• Excerpted passage:
######

Daniel had the courage and faith in God to interpret the dreams, even when failure would have cost him his life.

In short, the Book of Daniel shows us the power of a faithful life… Of a life lived with God as our Judge… A life of integrity, wisdom, courage, discernment, and purpose.

I have come to realize that the power we can glean from the faith and practice of the early Quakers does not come from the early Quakers themselves, but instead from their commitment to live lives in direct communion with the spirit and teaching of God, just as the Bible prophets and apostles did.

Let’s look at the most famous passage involving Daniel. What leads a person to willingly go into a den of lions? What is the source of that courage and clarity? What can we learn from this famous Bible story in how we live our lives? Even when that punishment could have been avoided by a simple change in behavior?

In the story of Daniel in the Den of Lions, told in Daniel 6, we see that King Darius is quite pleased with Daniel’s work as an administrator. Let’s pick up the story at verse 3:

3 Now Daniel so distinguished himself among the administrators and the satraps by his exceptional qualities that the king planned to set him over the whole kingdom. 4 At this, the administrators and the satraps tried to find grounds for charges against Daniel in his conduct of government affairs, but they were unable to do so. They could find no corruption in him, because he was trustworthy and neither corrupt nor negligent. 5 Finally these men said, “We will never find any basis for charges against this man Daniel unless it has something to do with the law of his God.”

6 So these administrators and satraps went as a group to the king and said: “May King Darius live forever! 7 The royal administrators, prefects, satraps, advisers and governors have all agreed that the king should issue an edict and enforce the decree that anyone who prays to any god or human being during the next thirty days, except to you, Your Majesty, shall be thrown into the lions’ den. 8 Now, Your Majesty, issue the decree and put it in writing so that it cannot be altered—in accordance with the law of the Medes and Persians, which cannot be repealed.” 9 So King Darius put the decree in writing.

######

• Rows:
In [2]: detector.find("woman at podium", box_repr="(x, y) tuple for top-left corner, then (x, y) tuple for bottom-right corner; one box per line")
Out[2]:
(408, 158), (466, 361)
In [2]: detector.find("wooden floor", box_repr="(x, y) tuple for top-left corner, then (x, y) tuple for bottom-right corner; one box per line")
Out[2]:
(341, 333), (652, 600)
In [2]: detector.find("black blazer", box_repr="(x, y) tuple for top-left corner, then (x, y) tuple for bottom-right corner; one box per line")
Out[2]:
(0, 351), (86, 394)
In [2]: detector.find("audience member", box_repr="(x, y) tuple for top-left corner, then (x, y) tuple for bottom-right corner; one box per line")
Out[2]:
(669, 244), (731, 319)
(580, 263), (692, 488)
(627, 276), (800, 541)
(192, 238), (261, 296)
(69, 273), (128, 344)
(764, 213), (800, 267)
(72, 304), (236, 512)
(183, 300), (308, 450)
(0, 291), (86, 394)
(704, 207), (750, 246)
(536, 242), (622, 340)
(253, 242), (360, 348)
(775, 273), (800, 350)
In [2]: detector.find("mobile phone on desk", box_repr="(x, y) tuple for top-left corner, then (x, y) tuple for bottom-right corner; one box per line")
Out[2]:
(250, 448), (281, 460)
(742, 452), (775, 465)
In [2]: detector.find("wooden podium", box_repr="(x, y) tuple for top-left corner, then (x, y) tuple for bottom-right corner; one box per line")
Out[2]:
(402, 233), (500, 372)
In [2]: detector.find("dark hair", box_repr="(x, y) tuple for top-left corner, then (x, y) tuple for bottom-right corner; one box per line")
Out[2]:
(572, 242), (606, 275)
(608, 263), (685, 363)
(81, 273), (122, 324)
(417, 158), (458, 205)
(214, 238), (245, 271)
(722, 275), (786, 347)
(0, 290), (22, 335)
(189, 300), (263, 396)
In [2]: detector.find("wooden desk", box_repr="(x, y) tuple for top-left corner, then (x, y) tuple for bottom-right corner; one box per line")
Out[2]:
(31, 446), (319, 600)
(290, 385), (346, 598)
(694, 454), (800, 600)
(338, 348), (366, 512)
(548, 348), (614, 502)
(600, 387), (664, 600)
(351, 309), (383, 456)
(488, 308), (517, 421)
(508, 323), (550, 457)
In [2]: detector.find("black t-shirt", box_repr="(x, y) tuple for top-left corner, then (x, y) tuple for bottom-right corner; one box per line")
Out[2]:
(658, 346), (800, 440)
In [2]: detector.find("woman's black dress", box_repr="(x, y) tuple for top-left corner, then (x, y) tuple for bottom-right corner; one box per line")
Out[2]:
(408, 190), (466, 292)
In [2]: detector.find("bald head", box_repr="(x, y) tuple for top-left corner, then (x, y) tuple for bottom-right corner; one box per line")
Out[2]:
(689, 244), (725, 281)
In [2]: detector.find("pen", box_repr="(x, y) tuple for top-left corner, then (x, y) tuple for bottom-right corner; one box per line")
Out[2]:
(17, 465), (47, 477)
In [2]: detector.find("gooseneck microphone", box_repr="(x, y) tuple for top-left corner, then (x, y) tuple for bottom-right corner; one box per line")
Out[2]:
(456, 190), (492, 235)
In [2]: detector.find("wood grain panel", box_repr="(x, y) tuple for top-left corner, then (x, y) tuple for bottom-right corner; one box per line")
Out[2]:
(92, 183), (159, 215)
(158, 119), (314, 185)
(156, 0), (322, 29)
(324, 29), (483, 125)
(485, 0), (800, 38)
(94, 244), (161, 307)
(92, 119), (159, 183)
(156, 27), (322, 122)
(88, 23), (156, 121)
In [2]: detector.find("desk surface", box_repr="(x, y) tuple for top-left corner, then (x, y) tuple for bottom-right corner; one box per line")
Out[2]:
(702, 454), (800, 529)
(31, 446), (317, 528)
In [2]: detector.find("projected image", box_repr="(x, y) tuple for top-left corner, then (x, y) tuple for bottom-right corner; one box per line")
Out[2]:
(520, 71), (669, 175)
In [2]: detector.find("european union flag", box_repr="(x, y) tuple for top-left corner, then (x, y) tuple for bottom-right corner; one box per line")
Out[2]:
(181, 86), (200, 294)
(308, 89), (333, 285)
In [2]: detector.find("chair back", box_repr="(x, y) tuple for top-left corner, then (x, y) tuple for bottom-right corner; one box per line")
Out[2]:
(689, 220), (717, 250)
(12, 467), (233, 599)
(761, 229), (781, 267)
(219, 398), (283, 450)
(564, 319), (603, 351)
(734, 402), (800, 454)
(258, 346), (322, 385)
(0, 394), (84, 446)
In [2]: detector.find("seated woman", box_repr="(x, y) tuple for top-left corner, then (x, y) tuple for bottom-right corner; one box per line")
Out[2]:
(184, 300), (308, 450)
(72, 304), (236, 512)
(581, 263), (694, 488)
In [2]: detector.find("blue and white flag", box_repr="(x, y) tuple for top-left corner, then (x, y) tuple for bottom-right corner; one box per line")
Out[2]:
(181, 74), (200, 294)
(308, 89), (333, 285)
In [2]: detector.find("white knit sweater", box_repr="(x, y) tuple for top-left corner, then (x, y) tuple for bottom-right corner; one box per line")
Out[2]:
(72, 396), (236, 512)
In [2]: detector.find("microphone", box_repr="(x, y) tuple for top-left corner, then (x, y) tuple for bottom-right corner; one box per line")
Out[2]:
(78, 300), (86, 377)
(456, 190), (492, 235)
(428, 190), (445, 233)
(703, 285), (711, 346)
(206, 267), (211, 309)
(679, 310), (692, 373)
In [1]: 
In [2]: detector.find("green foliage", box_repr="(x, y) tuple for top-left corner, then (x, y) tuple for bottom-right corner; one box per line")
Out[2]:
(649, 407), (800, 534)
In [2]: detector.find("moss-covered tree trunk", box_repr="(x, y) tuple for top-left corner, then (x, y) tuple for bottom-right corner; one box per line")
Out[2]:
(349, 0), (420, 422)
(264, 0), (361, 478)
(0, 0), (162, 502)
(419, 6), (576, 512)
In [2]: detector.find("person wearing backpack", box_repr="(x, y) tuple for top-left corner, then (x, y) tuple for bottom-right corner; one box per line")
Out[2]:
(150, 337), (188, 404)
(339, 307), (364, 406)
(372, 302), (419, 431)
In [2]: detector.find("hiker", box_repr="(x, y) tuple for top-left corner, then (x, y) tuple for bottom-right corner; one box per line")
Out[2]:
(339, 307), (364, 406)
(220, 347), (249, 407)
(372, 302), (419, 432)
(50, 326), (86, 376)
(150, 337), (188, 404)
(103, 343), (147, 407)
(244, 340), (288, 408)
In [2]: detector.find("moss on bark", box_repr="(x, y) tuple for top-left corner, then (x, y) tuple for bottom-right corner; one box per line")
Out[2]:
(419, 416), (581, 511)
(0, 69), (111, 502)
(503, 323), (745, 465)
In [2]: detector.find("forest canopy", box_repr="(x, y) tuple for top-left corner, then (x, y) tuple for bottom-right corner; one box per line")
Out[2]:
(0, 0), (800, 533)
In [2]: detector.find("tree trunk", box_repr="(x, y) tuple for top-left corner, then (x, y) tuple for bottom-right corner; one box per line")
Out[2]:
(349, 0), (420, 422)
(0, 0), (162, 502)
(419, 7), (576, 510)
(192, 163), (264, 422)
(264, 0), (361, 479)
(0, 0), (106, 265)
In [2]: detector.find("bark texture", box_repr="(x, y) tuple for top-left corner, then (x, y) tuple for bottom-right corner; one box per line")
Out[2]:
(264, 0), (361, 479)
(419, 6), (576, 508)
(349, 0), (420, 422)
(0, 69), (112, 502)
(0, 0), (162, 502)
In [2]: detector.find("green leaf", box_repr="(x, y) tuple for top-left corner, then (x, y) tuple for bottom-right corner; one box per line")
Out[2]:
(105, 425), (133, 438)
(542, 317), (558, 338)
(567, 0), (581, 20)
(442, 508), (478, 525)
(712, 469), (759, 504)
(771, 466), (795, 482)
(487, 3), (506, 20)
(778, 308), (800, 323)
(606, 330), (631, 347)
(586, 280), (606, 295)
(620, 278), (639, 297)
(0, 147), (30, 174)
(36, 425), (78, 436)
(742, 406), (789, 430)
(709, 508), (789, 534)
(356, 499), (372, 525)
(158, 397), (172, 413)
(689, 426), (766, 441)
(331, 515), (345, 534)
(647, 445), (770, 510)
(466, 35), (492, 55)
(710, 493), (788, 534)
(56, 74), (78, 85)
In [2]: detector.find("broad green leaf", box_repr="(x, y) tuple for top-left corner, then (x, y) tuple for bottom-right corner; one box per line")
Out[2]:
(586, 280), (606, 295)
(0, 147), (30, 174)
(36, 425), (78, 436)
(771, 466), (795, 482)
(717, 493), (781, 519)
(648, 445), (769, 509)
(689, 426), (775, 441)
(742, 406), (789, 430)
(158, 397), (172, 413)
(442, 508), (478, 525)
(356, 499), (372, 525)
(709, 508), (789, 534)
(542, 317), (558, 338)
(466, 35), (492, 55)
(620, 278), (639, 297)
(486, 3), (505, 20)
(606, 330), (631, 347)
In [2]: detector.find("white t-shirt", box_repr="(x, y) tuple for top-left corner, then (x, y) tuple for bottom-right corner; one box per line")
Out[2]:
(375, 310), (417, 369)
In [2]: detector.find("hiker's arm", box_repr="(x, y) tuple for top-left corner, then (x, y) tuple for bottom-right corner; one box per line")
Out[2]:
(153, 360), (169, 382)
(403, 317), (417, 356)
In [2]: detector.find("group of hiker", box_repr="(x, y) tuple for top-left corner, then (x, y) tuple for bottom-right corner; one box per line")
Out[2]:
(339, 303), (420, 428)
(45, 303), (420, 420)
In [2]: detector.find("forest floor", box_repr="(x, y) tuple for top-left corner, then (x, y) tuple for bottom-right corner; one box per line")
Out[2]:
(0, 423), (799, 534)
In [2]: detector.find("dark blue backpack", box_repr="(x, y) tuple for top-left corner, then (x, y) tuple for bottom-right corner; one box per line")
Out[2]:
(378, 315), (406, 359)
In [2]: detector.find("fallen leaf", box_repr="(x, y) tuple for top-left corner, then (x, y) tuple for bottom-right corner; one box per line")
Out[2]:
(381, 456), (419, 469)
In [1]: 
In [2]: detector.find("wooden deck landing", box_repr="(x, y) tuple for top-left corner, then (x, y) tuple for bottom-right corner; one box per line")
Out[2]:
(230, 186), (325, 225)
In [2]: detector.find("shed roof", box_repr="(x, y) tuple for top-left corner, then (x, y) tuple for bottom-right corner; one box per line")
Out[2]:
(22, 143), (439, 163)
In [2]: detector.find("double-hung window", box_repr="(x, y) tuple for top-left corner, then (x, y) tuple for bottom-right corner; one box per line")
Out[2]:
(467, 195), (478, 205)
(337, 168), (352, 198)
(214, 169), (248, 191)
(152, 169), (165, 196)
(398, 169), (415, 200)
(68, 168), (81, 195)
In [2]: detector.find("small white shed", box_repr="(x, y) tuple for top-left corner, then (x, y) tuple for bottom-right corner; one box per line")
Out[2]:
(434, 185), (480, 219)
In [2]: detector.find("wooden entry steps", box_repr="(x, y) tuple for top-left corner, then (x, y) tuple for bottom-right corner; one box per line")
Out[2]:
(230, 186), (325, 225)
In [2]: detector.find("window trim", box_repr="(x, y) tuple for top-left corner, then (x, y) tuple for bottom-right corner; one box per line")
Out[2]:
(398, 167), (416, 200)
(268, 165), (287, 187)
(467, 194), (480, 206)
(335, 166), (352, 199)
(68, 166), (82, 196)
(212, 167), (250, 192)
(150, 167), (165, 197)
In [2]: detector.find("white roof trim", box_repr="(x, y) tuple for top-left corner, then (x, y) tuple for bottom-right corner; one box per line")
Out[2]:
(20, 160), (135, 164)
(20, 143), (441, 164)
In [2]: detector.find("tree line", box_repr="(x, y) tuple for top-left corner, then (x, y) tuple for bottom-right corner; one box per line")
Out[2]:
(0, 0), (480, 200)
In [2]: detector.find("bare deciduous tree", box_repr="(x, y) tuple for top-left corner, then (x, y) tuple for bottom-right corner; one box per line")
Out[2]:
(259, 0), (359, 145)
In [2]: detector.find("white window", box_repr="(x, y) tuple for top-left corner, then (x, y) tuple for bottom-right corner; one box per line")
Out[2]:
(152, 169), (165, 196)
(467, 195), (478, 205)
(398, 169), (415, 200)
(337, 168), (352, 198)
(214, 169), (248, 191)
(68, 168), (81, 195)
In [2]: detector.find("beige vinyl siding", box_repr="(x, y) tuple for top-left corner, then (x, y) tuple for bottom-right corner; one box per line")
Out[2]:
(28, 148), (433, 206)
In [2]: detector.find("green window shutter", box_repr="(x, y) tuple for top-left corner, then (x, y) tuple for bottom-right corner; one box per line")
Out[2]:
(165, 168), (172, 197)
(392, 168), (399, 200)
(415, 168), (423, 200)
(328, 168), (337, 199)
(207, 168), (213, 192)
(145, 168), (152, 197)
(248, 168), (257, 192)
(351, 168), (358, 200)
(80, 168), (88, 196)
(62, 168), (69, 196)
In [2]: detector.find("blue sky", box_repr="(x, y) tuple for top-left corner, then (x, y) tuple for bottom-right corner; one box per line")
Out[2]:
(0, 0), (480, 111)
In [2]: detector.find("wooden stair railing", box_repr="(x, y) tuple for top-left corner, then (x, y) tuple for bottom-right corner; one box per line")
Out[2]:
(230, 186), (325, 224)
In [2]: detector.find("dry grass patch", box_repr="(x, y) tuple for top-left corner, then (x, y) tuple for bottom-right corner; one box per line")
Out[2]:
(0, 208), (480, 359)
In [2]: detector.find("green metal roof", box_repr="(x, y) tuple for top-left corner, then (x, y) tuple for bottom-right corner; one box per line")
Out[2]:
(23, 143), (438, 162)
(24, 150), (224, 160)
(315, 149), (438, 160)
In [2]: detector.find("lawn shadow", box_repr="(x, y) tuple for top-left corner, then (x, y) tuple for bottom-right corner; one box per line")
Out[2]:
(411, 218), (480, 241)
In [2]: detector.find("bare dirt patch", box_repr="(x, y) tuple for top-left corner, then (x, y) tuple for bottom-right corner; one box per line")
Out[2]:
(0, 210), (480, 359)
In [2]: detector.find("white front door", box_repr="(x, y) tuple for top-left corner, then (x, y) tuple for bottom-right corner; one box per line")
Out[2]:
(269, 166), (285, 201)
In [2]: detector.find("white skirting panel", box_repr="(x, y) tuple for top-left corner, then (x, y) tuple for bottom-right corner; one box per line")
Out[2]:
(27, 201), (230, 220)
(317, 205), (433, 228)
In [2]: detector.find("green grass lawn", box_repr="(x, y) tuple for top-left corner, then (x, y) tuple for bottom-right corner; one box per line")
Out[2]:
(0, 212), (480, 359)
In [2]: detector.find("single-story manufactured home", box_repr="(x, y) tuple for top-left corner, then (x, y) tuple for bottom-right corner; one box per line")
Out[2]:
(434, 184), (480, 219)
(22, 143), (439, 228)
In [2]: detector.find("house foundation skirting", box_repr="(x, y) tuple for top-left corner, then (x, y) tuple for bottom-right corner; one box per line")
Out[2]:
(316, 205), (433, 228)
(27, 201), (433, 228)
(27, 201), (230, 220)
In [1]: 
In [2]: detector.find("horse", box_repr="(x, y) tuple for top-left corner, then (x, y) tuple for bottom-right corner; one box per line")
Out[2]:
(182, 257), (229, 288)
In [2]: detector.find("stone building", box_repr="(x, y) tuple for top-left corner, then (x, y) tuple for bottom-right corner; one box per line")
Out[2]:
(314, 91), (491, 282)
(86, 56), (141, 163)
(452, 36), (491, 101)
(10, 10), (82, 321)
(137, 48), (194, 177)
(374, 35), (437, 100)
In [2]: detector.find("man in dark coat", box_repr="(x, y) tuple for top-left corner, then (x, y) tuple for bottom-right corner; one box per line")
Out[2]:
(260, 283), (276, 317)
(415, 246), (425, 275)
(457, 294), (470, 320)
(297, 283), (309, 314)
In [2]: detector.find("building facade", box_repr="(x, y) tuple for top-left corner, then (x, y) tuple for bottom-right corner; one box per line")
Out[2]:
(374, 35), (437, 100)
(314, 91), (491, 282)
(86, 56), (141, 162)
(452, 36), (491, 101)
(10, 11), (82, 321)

######

• Task details: In the passage about Daniel, what penalty did the proposed edict set for anyone who prayed to a god or human being other than the king during the next thirty days? The records have no connection to the text.

• Task solution: They would be thrown into the lions' den.